In the records, from the line containing "of the shallow" up to and including the line containing "of the woman", swap "Annotation task" for "Labeling task". Return only those lines, with everything else left unchanged.

- **MATERIAL PROVIDED**:
_ _ _ _ _

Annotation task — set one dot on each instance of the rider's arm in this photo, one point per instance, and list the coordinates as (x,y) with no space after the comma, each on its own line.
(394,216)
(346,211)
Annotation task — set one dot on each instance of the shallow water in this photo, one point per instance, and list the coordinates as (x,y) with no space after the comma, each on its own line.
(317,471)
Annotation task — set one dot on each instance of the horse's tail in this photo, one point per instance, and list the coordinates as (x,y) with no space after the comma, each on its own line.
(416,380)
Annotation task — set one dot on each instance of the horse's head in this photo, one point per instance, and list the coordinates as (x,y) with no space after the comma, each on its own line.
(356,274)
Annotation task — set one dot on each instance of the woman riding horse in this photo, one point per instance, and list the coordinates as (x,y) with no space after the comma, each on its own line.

_ _ _ _ _

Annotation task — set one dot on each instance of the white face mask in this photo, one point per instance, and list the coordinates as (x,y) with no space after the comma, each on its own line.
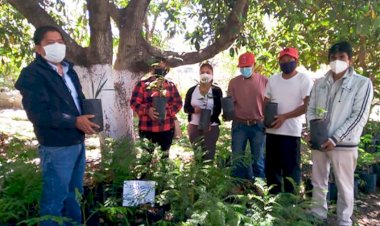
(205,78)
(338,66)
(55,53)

_ _ _ _ _

- **CORRECT ANSWER**:
Labeling task — set one dot on each instance of the shallow water in this photo, one point per instance, and list the coordinates as (x,y) with no space after the comma, each on its own line.
(317,471)
Labeling task — set one dot on each instance of the horse's tail in this photo, one point per instance, and list the coordinates as (x,y) with no space after the comma, each on its own line.
(416,380)
Labeling task — set one dot on each instance of the horse's head in this photo, one point per instance, and list the coordinates as (x,y) with no space after the comma, each on its own line.
(356,274)
Labeling task — set one dot on each instance of the woman riding horse in this photo, one point per instance, and list the coordinates as (x,y) with no space after the comma, each on its own line.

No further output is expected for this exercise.